Material shown:
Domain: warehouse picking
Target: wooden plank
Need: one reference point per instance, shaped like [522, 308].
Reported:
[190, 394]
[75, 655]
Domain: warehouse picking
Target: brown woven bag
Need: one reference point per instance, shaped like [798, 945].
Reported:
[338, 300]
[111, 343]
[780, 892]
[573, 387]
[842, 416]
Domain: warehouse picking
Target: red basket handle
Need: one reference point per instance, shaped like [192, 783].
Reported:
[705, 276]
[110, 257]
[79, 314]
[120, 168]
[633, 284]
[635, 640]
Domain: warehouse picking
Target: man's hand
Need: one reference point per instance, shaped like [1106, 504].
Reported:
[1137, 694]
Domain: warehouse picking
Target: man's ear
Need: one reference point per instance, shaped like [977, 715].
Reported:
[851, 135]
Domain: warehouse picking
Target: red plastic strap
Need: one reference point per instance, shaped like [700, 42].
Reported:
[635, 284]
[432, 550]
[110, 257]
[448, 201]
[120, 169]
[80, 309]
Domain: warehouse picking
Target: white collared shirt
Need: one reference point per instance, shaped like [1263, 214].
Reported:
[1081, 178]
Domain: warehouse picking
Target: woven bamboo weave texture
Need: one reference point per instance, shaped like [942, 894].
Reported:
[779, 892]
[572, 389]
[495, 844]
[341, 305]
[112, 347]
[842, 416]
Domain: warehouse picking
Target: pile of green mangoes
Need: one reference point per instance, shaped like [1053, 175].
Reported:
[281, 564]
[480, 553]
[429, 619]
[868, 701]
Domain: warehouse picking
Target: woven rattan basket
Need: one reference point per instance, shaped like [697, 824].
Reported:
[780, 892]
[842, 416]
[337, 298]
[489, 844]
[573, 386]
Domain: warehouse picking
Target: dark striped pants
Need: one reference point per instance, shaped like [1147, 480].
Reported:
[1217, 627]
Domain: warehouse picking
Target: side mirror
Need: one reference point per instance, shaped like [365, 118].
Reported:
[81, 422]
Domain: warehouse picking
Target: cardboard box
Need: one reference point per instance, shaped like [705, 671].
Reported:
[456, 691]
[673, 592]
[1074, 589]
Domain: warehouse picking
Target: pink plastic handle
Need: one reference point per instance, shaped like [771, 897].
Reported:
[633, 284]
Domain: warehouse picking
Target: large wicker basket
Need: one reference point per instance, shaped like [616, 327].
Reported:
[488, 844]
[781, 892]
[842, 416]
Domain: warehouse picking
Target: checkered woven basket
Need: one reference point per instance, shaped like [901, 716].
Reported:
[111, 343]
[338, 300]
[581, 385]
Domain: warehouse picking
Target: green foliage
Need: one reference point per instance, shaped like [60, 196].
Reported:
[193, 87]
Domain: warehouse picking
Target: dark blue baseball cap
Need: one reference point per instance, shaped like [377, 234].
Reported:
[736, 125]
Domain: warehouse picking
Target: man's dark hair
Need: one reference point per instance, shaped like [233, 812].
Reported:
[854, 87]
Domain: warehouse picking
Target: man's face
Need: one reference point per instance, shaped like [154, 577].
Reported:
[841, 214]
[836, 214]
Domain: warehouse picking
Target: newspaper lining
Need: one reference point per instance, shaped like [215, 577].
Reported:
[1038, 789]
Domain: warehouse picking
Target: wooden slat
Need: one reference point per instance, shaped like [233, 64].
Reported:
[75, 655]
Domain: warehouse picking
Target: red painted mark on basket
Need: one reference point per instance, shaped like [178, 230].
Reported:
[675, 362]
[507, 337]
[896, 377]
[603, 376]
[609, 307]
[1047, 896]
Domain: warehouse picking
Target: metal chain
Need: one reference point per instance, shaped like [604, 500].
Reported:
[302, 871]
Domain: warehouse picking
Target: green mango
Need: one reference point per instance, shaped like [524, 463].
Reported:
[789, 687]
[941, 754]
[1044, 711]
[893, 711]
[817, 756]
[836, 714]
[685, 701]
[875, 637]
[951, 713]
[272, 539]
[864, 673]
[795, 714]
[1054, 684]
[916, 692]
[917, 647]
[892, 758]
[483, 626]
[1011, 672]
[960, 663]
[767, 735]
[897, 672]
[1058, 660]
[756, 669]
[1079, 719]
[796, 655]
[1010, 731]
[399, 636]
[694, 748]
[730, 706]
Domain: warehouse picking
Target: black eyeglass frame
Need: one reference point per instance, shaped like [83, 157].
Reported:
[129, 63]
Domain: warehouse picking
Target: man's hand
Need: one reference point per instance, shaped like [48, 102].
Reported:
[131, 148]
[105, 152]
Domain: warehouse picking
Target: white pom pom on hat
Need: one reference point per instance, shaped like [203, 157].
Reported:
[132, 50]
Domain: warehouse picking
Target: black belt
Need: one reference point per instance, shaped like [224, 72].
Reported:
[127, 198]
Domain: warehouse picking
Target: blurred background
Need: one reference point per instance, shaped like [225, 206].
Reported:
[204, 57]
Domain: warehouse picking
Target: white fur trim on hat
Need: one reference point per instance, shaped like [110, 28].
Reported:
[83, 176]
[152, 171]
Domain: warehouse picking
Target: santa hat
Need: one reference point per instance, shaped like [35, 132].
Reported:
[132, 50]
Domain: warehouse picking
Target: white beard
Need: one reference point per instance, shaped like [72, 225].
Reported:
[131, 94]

Work required:
Pull out every line in the items above that contains the string "basket", and copy each one in full. Matching is case-sensitive.

Correct answer:
Target: red basket handle
Target: woven rattan basket
Target: large wicker basket
Target: checkered woven basket
Target: red painted mark on basket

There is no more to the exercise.